* Angestrebtes Ziel
Entnimm den folgenden Daten jede Zeile, in der das Wort "blossom" vorkommt, und gib diese Zeilen unverändert wieder.

Gespeicherte Daten
• • • •
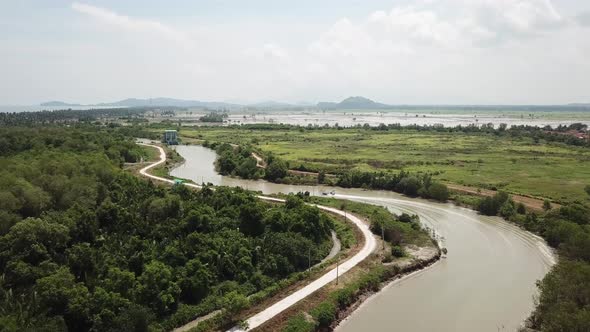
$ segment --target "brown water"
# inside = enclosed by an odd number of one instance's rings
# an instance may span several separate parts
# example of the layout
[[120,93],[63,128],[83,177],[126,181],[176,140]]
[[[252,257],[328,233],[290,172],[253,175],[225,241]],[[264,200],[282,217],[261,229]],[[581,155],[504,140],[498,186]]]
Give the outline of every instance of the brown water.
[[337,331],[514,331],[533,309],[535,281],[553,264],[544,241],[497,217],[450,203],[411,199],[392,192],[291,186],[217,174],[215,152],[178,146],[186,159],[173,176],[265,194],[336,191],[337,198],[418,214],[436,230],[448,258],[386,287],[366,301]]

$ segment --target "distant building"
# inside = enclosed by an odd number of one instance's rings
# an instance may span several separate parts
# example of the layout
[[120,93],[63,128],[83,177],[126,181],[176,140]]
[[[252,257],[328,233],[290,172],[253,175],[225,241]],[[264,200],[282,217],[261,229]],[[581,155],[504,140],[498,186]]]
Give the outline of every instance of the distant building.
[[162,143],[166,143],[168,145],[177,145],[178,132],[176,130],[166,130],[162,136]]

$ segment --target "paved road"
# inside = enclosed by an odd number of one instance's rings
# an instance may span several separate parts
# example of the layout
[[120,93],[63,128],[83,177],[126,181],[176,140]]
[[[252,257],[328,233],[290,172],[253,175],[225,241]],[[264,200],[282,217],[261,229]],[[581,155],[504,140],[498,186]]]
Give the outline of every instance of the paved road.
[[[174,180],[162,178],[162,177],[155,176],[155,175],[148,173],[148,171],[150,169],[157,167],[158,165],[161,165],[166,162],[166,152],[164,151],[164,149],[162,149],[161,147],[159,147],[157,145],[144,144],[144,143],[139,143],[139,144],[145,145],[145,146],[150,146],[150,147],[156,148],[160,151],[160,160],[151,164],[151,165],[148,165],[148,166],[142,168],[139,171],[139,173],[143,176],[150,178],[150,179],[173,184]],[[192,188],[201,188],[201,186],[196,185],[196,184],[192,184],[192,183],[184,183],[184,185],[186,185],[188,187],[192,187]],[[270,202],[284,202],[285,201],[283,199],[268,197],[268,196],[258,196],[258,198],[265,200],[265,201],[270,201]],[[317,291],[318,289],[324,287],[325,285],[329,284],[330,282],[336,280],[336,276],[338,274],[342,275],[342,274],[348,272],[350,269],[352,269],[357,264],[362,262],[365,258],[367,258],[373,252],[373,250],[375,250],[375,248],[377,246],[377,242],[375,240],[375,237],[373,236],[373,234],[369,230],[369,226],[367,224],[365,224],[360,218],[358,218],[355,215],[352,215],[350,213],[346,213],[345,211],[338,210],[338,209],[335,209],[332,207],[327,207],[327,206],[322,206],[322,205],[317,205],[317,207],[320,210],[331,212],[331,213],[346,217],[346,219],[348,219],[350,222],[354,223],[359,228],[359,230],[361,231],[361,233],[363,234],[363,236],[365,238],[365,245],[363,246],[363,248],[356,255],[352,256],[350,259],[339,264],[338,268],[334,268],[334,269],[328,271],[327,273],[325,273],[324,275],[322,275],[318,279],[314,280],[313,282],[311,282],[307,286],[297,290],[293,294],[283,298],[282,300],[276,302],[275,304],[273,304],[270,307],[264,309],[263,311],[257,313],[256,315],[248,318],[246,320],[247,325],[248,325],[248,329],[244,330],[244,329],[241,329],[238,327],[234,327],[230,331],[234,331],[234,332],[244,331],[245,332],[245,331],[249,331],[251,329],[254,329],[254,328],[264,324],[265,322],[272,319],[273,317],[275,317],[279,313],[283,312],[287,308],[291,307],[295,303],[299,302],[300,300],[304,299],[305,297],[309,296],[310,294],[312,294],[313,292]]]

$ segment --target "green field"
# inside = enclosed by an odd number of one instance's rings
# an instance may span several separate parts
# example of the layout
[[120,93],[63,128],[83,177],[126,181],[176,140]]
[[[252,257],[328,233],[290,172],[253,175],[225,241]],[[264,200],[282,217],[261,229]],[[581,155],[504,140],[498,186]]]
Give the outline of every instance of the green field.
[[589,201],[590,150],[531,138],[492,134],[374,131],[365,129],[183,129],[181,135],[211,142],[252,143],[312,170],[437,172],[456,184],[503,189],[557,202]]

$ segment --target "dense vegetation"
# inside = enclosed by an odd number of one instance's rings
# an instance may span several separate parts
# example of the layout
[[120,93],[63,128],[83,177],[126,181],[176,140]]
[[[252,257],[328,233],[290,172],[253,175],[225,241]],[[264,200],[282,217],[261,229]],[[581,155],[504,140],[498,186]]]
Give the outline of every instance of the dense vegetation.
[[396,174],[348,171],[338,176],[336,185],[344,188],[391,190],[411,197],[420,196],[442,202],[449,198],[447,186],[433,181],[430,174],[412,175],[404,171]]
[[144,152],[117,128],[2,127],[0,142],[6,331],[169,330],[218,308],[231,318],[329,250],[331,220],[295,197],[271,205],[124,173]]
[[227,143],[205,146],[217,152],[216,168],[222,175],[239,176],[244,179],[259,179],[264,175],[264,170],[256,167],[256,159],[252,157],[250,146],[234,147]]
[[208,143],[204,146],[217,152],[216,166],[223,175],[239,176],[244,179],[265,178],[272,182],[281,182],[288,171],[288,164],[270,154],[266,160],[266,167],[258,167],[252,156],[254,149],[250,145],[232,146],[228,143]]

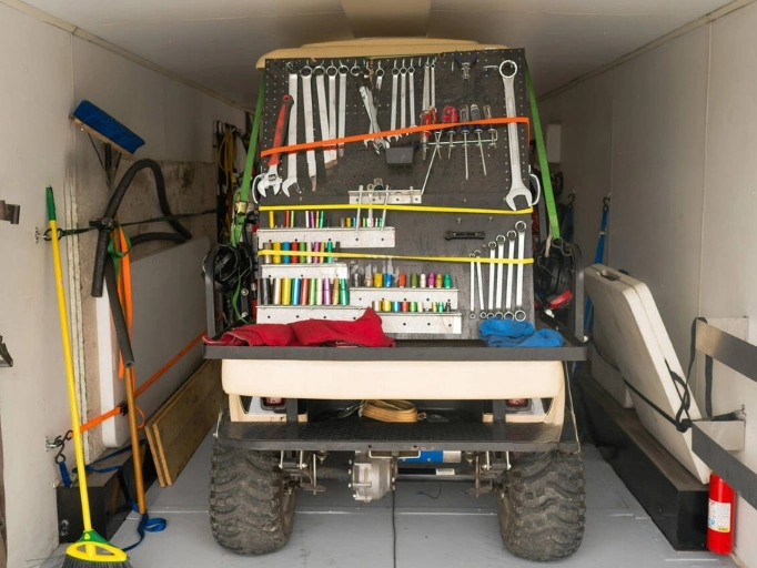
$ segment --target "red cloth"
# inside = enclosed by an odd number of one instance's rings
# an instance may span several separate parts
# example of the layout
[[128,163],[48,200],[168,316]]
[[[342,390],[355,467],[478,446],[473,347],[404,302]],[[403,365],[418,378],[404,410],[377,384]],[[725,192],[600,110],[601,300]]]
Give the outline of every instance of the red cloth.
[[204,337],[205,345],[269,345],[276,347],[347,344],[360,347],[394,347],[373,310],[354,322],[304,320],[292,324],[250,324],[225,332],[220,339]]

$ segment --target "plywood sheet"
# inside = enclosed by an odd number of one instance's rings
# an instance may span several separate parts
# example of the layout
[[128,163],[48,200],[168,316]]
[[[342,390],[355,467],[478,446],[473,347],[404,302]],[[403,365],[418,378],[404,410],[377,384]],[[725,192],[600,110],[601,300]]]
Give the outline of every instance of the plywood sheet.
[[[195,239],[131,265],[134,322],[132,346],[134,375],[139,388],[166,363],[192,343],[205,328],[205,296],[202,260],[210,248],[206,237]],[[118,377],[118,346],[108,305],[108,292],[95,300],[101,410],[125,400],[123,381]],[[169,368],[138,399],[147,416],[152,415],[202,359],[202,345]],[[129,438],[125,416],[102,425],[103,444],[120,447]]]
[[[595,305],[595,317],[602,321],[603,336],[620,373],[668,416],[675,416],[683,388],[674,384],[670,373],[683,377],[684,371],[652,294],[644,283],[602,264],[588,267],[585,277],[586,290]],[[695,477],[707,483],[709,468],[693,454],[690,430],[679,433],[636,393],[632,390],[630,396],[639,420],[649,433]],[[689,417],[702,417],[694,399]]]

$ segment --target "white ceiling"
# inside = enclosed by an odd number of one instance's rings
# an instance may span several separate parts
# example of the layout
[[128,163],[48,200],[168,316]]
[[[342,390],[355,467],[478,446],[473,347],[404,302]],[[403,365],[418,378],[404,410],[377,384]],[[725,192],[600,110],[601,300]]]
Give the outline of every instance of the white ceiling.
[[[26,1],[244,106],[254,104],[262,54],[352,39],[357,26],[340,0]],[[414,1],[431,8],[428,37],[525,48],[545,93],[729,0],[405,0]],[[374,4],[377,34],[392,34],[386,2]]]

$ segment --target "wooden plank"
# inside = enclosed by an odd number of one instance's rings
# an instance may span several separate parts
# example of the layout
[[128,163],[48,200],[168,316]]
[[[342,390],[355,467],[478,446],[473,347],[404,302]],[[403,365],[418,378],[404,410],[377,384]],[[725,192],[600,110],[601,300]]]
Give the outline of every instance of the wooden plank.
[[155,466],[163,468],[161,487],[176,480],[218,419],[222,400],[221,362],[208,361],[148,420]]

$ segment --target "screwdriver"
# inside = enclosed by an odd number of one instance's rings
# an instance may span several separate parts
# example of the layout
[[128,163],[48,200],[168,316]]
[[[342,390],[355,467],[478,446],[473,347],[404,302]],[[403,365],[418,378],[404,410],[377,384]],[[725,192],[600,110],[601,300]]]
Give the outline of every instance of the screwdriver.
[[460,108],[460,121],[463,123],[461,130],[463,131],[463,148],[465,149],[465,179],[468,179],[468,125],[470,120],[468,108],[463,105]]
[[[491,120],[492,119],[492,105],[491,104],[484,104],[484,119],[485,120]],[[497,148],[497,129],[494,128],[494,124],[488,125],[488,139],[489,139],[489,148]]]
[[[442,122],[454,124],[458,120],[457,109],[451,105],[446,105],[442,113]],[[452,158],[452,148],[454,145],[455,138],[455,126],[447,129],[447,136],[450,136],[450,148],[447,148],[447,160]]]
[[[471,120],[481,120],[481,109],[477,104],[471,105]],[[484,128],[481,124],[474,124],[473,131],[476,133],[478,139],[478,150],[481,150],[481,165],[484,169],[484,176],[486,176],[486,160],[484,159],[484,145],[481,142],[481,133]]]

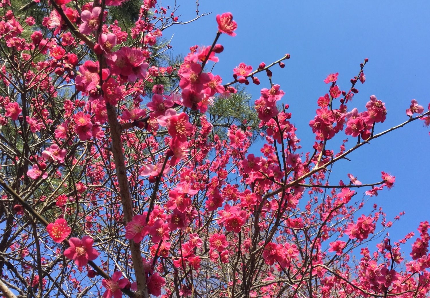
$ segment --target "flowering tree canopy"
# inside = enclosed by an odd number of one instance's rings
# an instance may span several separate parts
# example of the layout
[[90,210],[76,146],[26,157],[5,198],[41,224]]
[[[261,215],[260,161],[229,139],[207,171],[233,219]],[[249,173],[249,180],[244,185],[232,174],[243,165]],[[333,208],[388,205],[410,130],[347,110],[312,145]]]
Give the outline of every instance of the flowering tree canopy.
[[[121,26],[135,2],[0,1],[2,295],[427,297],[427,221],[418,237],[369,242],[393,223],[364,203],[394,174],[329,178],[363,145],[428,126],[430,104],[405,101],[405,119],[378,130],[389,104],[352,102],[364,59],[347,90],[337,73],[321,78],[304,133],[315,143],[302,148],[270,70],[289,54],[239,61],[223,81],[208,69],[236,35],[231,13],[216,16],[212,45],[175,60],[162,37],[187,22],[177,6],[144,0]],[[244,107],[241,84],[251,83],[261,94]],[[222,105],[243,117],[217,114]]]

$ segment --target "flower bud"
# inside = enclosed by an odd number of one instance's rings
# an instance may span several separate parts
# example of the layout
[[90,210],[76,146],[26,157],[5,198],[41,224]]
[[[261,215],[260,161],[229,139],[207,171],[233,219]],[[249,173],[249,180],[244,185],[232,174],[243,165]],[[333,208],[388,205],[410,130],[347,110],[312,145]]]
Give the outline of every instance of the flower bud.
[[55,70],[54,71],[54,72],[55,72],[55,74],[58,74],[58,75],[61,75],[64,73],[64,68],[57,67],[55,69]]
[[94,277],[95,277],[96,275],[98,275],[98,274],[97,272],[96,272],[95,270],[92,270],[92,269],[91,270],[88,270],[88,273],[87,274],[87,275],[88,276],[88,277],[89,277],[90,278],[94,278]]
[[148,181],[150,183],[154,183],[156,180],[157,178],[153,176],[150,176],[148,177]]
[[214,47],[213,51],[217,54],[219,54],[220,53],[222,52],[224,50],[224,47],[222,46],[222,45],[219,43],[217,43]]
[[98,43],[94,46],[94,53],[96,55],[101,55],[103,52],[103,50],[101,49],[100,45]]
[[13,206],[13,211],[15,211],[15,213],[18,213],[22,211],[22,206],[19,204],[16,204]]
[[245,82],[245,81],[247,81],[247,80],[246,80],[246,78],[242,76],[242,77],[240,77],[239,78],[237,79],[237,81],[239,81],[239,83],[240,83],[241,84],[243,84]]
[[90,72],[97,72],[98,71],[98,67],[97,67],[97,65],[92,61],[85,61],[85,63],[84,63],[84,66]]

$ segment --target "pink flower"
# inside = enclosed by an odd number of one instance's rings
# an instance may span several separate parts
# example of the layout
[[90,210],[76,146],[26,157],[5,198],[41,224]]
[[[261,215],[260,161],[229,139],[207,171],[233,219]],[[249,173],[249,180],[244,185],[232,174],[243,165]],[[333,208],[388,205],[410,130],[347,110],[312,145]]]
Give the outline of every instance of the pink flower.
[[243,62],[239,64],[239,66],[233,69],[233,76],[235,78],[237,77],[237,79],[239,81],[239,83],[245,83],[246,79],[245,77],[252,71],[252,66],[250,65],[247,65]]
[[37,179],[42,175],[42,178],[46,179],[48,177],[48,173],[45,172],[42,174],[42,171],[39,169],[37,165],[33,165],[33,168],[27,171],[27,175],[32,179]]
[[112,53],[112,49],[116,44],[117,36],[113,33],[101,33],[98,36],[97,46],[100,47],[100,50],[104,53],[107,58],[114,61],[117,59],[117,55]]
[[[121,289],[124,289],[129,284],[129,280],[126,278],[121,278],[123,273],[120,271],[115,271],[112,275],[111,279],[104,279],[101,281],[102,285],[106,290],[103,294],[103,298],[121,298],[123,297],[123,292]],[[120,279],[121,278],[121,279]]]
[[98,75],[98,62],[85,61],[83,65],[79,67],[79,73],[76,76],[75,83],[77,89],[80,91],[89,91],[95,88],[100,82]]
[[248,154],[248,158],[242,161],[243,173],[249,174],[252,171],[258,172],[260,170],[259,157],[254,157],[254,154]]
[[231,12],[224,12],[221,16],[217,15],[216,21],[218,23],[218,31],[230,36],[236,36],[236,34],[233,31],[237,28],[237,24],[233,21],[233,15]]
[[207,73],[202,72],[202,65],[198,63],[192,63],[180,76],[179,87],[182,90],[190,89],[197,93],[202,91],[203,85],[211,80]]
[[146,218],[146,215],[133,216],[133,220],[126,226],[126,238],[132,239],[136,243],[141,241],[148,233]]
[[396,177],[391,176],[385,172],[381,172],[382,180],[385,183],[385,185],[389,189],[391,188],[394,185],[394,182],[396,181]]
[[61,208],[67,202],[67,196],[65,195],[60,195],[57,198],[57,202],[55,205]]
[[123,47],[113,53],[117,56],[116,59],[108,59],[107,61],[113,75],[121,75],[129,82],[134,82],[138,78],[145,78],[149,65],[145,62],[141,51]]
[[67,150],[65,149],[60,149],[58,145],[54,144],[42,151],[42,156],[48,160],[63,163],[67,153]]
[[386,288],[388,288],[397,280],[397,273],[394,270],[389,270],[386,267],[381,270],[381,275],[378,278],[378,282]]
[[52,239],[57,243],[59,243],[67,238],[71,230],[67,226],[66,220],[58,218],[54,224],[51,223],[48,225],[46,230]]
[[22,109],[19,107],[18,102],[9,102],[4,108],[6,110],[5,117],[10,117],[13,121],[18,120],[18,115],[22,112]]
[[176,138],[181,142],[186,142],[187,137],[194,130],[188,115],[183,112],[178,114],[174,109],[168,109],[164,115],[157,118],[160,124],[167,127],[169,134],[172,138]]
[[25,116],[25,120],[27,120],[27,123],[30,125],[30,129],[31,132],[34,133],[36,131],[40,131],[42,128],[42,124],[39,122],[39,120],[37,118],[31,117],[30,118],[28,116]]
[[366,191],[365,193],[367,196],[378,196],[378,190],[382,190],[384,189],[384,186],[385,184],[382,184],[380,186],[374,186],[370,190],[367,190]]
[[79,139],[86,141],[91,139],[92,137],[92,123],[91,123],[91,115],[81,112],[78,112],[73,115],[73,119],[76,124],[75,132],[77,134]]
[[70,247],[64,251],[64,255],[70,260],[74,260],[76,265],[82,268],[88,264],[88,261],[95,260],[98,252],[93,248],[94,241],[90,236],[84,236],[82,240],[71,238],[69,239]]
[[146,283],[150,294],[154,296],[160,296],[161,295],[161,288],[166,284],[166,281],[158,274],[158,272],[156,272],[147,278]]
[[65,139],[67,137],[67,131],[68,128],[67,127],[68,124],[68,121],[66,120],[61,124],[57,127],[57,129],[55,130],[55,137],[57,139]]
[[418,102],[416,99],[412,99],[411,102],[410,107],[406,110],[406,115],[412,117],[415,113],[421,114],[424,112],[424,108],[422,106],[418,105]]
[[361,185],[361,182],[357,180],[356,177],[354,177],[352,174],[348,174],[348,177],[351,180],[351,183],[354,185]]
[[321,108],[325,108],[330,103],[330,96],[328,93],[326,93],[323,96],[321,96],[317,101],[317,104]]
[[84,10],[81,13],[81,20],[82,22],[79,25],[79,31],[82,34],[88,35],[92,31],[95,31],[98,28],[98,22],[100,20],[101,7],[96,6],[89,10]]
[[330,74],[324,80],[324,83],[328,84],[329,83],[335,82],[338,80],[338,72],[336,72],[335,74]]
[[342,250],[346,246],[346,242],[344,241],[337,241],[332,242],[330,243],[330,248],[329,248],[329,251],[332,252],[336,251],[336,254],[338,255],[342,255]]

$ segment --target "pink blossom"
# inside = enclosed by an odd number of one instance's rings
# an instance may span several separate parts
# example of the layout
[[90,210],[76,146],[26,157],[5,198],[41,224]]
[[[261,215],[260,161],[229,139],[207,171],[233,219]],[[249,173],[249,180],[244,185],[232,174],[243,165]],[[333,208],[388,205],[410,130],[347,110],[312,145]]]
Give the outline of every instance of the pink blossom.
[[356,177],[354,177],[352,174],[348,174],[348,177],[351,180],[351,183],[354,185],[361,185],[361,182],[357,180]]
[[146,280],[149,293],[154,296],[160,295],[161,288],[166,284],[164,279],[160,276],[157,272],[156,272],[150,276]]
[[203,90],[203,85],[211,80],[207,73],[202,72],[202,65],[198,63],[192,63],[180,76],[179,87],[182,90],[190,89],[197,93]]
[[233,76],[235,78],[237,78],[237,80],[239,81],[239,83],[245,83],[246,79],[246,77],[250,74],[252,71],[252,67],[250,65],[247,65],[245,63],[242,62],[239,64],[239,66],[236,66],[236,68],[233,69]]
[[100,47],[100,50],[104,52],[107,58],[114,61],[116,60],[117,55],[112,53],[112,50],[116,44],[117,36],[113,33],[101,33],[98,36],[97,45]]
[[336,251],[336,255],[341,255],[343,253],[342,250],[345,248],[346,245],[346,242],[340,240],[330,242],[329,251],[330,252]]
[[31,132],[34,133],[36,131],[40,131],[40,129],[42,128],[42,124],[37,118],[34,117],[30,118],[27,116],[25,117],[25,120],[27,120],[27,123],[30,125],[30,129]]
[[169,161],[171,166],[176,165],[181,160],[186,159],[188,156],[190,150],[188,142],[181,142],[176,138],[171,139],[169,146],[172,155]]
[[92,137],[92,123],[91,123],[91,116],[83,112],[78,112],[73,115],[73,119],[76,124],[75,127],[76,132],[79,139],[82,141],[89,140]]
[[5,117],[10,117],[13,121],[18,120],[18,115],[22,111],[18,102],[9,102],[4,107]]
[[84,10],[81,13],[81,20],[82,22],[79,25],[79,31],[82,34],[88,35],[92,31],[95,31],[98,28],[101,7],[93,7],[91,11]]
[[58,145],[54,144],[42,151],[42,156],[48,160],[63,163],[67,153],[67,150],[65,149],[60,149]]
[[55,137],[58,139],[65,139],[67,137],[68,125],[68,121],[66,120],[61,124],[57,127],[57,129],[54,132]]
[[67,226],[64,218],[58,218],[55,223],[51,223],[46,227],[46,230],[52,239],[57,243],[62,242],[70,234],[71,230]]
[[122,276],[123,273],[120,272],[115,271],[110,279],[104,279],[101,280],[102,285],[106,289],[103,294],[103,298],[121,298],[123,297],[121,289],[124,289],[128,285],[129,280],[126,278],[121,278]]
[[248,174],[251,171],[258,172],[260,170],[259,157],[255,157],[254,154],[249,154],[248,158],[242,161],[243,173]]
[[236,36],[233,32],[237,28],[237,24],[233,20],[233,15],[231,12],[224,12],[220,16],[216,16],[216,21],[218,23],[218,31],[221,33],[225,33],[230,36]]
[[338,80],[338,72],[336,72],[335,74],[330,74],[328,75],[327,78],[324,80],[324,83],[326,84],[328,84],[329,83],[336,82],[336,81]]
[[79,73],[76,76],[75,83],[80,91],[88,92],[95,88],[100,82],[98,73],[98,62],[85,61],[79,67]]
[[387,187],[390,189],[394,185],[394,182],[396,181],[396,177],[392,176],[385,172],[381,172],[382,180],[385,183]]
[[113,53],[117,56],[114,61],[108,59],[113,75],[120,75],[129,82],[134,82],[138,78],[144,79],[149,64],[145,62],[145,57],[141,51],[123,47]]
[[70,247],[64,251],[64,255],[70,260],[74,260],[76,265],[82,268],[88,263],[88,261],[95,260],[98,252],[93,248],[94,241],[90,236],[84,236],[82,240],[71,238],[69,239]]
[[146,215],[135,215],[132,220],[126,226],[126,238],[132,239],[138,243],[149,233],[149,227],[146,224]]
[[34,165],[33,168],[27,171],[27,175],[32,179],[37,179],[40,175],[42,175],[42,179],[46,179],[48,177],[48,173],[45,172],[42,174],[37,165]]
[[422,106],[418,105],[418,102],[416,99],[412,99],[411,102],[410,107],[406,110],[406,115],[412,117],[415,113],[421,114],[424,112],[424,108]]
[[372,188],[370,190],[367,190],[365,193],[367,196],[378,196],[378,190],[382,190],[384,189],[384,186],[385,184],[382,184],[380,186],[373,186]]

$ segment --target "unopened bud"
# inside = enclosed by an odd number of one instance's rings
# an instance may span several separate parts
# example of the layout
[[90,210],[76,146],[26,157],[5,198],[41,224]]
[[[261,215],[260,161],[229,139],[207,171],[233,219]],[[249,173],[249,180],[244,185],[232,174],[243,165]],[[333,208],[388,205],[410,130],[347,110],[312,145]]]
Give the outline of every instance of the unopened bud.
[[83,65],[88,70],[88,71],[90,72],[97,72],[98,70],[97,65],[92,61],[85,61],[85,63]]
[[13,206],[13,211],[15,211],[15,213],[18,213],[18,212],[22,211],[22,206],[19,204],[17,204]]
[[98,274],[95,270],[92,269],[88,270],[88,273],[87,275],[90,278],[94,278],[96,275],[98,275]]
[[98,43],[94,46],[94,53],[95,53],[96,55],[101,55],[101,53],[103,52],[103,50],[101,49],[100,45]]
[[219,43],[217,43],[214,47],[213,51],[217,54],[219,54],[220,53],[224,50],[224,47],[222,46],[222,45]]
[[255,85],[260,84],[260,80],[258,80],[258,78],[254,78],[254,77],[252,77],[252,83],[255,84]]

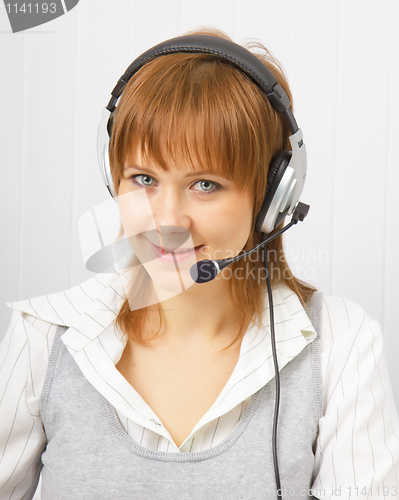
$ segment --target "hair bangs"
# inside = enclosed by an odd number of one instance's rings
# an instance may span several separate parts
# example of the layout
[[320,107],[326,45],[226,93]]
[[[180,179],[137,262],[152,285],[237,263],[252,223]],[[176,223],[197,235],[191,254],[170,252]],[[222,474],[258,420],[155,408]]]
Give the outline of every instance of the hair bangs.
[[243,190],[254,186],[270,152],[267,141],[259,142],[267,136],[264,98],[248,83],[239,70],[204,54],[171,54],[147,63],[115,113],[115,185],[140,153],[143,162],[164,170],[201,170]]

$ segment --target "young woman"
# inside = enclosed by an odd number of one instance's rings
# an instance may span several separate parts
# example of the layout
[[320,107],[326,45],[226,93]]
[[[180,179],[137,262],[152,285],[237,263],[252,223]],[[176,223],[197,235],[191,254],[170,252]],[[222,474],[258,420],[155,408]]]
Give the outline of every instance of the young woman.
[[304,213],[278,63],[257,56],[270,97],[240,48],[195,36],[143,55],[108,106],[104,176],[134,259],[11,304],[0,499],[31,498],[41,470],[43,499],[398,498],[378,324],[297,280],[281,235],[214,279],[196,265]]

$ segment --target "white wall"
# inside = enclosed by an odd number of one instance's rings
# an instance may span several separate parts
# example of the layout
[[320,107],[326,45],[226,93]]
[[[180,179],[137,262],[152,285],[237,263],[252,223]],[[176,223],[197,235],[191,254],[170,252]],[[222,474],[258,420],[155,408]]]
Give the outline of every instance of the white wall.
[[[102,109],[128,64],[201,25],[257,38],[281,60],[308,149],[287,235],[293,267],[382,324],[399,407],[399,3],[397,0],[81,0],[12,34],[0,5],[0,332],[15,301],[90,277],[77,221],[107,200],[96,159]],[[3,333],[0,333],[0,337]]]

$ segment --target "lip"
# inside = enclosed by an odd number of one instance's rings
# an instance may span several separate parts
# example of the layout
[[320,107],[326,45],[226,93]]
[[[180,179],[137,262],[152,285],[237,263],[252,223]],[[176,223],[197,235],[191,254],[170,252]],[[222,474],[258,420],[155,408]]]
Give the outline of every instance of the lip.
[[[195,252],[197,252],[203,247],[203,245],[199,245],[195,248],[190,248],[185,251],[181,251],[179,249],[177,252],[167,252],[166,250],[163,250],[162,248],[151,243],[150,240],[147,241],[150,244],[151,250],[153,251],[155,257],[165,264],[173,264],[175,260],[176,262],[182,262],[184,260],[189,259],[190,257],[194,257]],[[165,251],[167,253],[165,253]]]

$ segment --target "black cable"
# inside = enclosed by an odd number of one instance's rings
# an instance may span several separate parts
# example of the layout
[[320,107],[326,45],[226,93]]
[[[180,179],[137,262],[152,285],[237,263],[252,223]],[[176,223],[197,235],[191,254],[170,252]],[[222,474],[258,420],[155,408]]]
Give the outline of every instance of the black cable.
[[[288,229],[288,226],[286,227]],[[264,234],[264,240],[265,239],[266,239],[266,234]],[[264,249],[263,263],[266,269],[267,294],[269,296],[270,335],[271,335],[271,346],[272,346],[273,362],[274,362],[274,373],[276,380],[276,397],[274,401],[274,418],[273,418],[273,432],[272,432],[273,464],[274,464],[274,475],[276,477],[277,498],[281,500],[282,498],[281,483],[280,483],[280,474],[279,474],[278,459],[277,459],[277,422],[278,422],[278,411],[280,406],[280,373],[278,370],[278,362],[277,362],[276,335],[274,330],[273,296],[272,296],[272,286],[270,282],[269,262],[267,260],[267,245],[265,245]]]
• • • •
* Antwort zur Aufgabe
$ segment --target "pink blossom"
Give the outline of every instance of the pink blossom.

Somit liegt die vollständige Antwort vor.